Written task:
Reproduce each of the following lines word for word, leaving every number, bracket, and comma unchanged.

Record excerpts:
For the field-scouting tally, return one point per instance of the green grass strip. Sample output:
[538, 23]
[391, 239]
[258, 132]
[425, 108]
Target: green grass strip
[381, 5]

Correct output:
For the field-scouting tally, return one point per instance of the green grass strip. Sample output:
[538, 23]
[391, 239]
[258, 132]
[425, 108]
Target: green grass strip
[381, 5]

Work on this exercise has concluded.